■ **Text excerpt**
● ● ● ● ●
Once upon a time, we imagined a world where computers would fit in our pockets, movies would play in 3-D and scientists would concoct pineapples that tasted like coconuts. In the future, we'd wake up, strap on our personal jet packs and zoom off to work.While science has delivered handily on the first three, over the past few decades, jet packs seemed to be having, well, a terrible time getting off the ground. Until now.
Strap in and hold on. Captain CJ's Jet Pack Adventures has officially brought jet pack rides to Naples.
If you go
Captain CJ’s Jet Pack Adventures
What: 30-minute water-propelled flights
Where: 1345 Fifth Ave. S., behind Joe’s Crab Shack in Naples
When: Flights are offered daily from 8:30 a.m. until sunset, but call in advance to book a time.
Details: Right now the company is offering a special introductory rate of $150 per 30-minute ride, $225 if you buy two sessions. To book a ride, call 239-389-9538.
"We were in Pennsylvania and we saw an article in the AP that Snookie's friend (star of the reality TV show "Jersey Shore") had done this on TV. We thought, well, we already have a tourist business, this might be the perfect thing to add," said Barry Berger, co-owner of See Manatees Guaranteed, an eco-tour company and now the new jet pack company.
A trip to the Fort Lauderdale-based JETLEV, which produces the personal flight systems, convinced the Berger and his wife, Carol, that this was their next business move. After purchasing two units at $100,000 each and putting a few employees through the JETLEV training school, the Bergers were ready to bring big air to Southwest Florida's waters.
● ● ● ● ●
■ **Dataset**

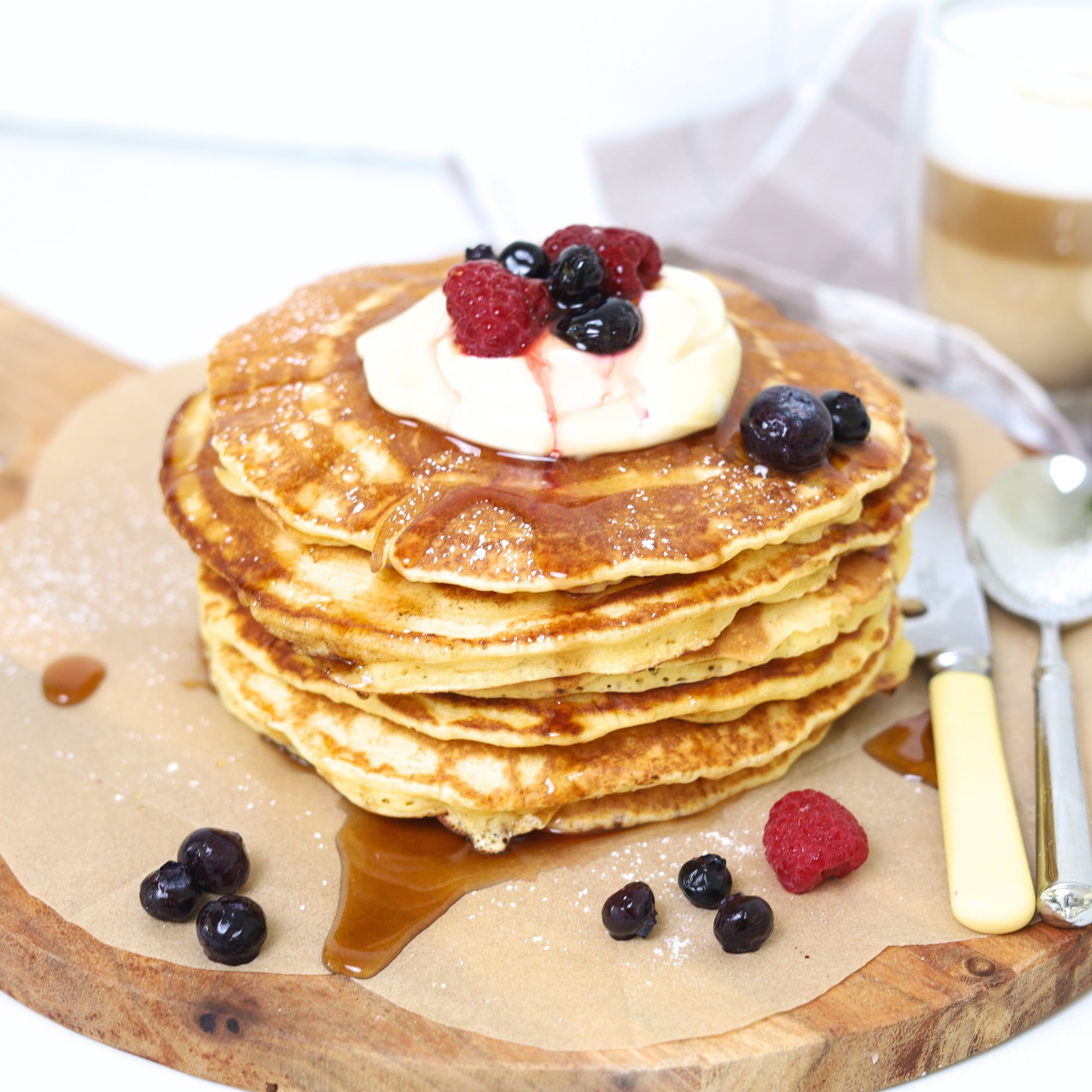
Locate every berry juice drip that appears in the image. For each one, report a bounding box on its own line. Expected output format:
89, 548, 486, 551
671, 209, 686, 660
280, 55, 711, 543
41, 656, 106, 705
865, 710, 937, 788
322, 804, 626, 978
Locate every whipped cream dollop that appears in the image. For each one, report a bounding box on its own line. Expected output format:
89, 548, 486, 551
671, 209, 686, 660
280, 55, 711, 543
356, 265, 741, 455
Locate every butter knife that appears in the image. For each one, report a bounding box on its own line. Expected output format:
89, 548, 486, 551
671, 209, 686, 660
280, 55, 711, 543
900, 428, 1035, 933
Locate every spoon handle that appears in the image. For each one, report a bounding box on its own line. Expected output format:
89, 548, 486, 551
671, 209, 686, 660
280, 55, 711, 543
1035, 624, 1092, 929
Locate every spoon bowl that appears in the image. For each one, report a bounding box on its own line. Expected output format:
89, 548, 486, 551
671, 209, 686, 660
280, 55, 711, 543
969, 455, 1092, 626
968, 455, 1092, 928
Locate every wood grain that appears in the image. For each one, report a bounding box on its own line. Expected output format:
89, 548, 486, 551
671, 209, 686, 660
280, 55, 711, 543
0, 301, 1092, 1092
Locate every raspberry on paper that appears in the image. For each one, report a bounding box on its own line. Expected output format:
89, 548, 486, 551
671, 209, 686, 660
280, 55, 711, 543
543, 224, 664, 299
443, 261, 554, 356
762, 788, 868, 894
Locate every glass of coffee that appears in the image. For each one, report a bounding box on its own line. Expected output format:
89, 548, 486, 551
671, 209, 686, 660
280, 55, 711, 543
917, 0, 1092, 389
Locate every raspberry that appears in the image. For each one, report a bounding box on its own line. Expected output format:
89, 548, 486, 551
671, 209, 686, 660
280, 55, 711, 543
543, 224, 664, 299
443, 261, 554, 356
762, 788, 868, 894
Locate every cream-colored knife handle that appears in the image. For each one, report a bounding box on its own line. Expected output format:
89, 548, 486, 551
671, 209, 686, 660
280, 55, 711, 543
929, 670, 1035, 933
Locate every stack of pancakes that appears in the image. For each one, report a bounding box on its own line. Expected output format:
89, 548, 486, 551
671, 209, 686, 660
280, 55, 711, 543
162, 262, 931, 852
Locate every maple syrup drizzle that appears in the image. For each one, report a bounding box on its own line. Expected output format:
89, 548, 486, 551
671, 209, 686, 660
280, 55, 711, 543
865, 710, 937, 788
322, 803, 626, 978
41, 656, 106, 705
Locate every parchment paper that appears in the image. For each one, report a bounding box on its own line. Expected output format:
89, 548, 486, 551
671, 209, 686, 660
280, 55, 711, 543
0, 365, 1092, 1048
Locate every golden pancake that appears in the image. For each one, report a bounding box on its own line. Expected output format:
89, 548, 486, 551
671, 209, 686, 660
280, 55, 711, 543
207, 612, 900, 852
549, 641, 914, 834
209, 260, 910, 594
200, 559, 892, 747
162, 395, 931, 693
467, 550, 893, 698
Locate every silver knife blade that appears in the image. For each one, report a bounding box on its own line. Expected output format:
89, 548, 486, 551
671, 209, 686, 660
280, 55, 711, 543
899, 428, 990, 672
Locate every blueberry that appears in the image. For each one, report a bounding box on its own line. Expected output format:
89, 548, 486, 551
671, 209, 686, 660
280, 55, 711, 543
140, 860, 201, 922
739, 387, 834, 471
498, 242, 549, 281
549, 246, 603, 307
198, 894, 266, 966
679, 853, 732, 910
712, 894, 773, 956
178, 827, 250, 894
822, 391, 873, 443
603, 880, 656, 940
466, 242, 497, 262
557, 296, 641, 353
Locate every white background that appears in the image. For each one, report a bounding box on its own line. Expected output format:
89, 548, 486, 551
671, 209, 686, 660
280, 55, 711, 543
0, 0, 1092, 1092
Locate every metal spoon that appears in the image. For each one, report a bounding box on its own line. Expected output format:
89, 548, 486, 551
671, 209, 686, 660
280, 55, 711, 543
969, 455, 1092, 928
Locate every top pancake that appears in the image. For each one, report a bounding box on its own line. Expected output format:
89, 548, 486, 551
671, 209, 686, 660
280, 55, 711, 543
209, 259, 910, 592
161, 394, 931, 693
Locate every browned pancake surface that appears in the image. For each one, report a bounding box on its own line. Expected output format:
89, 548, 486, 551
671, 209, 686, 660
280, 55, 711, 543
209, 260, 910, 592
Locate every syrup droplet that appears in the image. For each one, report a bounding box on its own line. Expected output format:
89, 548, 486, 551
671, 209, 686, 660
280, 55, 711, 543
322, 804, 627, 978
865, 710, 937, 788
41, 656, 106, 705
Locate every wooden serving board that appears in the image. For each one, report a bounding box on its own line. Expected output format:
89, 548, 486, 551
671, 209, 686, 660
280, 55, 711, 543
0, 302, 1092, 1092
● ● ● ● ●
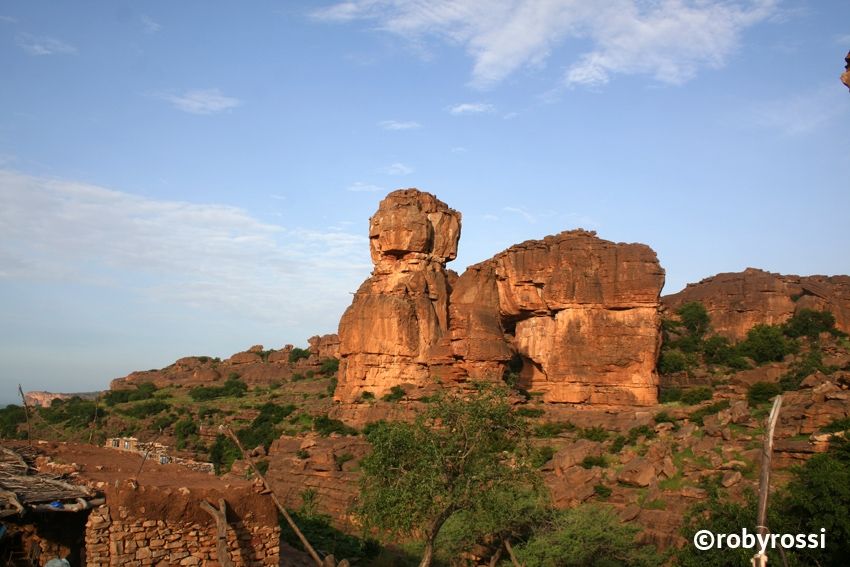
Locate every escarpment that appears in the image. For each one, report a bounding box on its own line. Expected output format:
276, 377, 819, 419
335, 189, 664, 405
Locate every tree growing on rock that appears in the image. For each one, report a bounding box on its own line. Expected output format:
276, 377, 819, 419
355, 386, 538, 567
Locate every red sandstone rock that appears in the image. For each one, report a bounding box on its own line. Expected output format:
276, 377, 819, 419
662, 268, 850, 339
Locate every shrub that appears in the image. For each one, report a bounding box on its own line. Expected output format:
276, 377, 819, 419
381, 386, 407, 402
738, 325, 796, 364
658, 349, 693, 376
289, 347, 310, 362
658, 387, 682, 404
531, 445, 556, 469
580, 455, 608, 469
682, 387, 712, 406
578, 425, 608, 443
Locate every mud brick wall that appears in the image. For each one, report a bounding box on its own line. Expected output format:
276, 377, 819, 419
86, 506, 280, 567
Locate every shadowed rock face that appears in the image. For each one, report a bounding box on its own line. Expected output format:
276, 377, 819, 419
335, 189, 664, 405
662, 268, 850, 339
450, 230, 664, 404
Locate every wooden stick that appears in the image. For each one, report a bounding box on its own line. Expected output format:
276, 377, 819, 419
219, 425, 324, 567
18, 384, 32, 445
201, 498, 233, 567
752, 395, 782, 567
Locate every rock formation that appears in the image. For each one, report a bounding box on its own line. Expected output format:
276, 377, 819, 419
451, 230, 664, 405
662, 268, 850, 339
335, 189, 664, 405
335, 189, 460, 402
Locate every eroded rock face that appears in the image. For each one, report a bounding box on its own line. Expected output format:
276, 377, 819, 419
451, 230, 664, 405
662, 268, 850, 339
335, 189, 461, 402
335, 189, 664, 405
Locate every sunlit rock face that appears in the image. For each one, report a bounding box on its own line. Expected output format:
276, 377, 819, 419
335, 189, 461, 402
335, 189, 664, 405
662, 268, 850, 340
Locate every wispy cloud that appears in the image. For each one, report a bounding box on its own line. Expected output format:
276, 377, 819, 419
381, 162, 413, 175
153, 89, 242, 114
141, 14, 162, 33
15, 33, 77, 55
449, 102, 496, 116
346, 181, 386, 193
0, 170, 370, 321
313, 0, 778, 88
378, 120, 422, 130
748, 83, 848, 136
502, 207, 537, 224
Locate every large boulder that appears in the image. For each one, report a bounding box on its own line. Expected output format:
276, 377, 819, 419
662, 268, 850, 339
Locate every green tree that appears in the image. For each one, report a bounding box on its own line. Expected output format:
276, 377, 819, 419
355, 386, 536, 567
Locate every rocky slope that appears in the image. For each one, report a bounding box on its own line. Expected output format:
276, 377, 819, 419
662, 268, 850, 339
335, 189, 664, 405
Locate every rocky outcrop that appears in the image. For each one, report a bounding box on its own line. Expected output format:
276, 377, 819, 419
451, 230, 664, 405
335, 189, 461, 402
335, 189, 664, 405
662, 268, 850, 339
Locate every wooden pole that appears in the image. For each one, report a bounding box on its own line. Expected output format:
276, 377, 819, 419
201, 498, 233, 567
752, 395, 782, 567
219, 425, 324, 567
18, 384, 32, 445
● ● ● ● ●
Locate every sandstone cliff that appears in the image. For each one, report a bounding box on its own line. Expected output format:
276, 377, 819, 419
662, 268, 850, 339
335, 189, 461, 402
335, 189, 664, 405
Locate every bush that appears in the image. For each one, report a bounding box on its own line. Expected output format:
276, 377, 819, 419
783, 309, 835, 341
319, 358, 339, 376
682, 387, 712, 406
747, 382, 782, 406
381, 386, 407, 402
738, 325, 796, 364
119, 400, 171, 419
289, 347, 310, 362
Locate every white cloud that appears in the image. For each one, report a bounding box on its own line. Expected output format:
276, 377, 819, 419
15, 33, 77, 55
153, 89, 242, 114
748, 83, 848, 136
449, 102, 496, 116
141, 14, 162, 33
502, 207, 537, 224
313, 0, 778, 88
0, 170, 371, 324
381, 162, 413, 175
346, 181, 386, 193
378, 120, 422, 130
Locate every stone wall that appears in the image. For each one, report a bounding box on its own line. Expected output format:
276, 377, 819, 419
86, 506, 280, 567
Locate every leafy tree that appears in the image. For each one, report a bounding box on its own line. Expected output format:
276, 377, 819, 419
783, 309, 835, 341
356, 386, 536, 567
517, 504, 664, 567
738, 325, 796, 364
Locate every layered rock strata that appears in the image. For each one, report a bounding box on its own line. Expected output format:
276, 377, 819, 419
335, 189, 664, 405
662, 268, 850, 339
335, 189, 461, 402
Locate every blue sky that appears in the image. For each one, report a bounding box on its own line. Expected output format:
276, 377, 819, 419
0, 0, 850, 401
● ● ● ● ●
■ **Goal 1**
Please reproduce the jet pack article word for word, everything from "Strap in and" down to "book a time.".
■ **Goal 2**
In the jet pack article, what price did the Bergers pay for each unit they bought from JETLEV?

■ **Final answer 1**
Strap in and hold on. Captain CJ's Jet Pack Adventures has officially brought jet pack rides to Naples.
If you go
Captain CJ’s Jet Pack Adventures
What: 30-minute water-propelled flights
Where: 1345 Fifth Ave. S., behind Joe’s Crab Shack in Naples
When: Flights are offered daily from 8:30 a.m. until sunset, but call in advance to book a time.

■ **Final answer 2**
$100,000 each.